=== SET TASK ===
Rewrite all of the rows below as a numbered list, leaving out any blank lines.

--- Start ---

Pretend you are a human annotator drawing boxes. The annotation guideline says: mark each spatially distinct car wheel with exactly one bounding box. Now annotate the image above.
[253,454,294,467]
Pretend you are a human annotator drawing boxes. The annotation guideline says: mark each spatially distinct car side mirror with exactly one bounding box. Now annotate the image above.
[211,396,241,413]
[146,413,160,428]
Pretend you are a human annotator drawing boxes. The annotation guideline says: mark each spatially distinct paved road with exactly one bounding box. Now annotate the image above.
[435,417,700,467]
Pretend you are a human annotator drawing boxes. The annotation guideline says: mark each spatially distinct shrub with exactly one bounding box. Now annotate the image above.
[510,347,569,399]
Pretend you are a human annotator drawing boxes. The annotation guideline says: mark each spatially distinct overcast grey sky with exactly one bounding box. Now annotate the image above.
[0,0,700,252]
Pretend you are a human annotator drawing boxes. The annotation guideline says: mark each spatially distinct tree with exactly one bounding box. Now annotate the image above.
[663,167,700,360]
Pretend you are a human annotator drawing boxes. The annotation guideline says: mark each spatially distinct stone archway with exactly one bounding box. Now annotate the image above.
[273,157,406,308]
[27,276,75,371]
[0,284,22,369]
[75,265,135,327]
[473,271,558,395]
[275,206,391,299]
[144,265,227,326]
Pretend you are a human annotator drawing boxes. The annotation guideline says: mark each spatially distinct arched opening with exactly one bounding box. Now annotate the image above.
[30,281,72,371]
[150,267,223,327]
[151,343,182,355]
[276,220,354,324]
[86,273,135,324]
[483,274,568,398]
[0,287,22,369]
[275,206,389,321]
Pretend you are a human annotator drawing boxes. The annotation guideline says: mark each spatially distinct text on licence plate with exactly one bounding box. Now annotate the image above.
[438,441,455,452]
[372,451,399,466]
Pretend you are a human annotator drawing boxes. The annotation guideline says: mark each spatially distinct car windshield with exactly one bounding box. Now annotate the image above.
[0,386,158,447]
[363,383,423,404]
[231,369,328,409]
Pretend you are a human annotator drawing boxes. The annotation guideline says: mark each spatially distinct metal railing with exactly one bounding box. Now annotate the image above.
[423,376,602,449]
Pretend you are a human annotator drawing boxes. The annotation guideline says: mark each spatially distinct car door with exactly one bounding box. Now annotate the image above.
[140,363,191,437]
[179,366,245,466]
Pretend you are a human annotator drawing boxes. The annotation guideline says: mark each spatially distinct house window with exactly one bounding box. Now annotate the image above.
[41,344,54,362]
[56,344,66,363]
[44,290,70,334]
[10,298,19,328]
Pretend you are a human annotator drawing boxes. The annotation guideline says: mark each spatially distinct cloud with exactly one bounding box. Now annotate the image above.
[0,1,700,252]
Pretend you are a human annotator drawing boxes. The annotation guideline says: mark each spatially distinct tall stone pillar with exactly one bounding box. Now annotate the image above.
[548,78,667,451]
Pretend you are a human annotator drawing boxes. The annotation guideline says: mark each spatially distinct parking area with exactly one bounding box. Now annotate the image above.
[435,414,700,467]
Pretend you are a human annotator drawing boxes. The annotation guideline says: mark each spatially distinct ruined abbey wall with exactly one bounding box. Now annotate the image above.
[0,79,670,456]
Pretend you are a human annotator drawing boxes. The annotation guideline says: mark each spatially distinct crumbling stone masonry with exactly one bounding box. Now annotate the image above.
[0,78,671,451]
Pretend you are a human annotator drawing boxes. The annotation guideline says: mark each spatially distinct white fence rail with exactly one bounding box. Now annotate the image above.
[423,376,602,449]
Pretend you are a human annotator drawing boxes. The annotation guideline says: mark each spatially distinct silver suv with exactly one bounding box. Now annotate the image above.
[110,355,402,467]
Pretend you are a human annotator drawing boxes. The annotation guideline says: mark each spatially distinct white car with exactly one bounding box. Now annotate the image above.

--- End ---

=== SOLUTION TO THE PROBLEM ===
1. Pretend you are a human annotator drawing boxes. The annotation guideline says: mark each spatially distinct car wheel with exactly one bounding box. Now annotate the image above.
2. [253,454,294,467]
3. Pretend you are a human annotator drawing boxes. The annotation guideline says: mark each spatially distinct car side mirror with exactly one bounding box. Now annotate the image above.
4. [211,396,241,413]
5. [146,413,160,428]
6. Pretend you are a human annotator drawing boxes. The annotation guideline says: mark each spatially distinct paved road with exactly one bounding box. Now annotate the image above.
7. [435,417,700,467]
8. Pretend you are a human annotator drawing boxes. The annotation guideline says: mark each spatially distinct shrub with exactly one bounding box. Now annotate the image above.
9. [510,347,569,399]
10. Pretend you are a human annotator drawing boxes. The annotation guideline says: mark each spatially distinct overcast grey sky with exactly one bounding box. Now annotate the image above.
11. [0,0,700,252]
12. Pretend you are a human annotator drawing boxes. The annotation guideline says: mark each spatially distinct tree with exactly one bounding box. Now annotate the image above.
13. [663,167,700,360]
14. Pretend you are a human annotator drawing boxes. The annotation guideline says: mark each spatially distinct stone archway with exactly one bounding box. Now annotate the image above.
15. [273,157,406,308]
16. [27,276,75,371]
17. [0,284,22,369]
18. [75,265,135,327]
19. [473,271,558,395]
20. [275,206,391,299]
21. [144,265,227,326]
22. Pretend you are a human annotator drawing boxes. The annotation guideline says: mark each spatially distinct arched opening with exactly one bounding box. Now annotate the image above.
23. [30,281,72,371]
24. [150,267,223,327]
25. [151,343,182,355]
26. [276,220,354,324]
27. [86,273,135,324]
28. [483,274,568,398]
29. [0,287,22,369]
30. [275,206,389,321]
31. Pretend you are a human annotator drawing boxes. The annotation guideline says: mark each spatially distinct text on licence plate with exactly one bounding box. Now annotate the image above.
32. [438,441,455,452]
33. [372,451,399,466]
34. Pretend you are a human annotator drawing boxes. The annotation guideline says: mark each spatially distinct car windshield with exactly one bounding box. Now annotate the image above.
35. [0,386,158,447]
36. [363,383,423,404]
37. [231,369,328,409]
38. Pretend you are a human annotator drawing boxes. The annotation guideline says: mark each spatially distinct metal railing with exactly one bounding box. Now annotate the image above.
39. [423,376,602,449]
40. Pretend you are a human annotator drawing boxes. The annotation guideline says: mark each spatially distinct car door with exactly one bounding box. Now annotate the image above.
41. [140,363,191,437]
42. [179,366,245,466]
43. Pretend you are a human annotator drawing boxes. The annotation guideline says: mark each spatially distinct house window with exactly one bounding box. Now annotate the image above.
44. [41,344,54,362]
45. [56,344,66,363]
46. [44,290,70,334]
47. [10,298,19,328]
48. Pretend you are a human annotator drawing boxes. The annotation guideline says: mark each spatially distinct cloud with exactly one bounding box. Now annotate the image above.
49. [0,1,700,252]
50. Pretend you are a human annotator drawing boxes. The annotation guideline says: mark each spatially distinct tall stone pillar with exactly one bounding box. Now annotate the image above.
51. [548,78,667,451]
52. Pretend you are a human annotator drawing boxes. The annotation guideline says: mark each spatially distinct parking area with exactly one bounding box. Now annotate the image above.
53. [435,414,700,467]
54. Pretend you are a human annotator drawing boxes. The annotation guideline says: mark each spatially distinct ruined abbey wall with exactly one bounding box. Now annotate the image above.
55. [0,79,670,456]
56. Pretend you are a human annotator drawing boxes. The annotation guideline says: mark each spatially distinct crumbling stone masonry with exactly one bounding box. Now annotate the image above.
57. [0,78,671,451]
58. Pretend you are a human annotator drawing boxes. The annotation guideline says: mark each spatially distinct white fence rail with exactly one bounding box. Now annotate the image above.
59. [423,376,602,449]
60. Pretend you are a human annotator drawing boxes. The annotation guideline says: mark each spatially distinct silver suv with exactly one bounding box. Now annotate the image above.
61. [110,355,402,467]
62. Pretend you are a human annotator drawing boxes. The annotation guideline says: mark each spatially distinct white car with exactly one bounding box. Now annotate the image above.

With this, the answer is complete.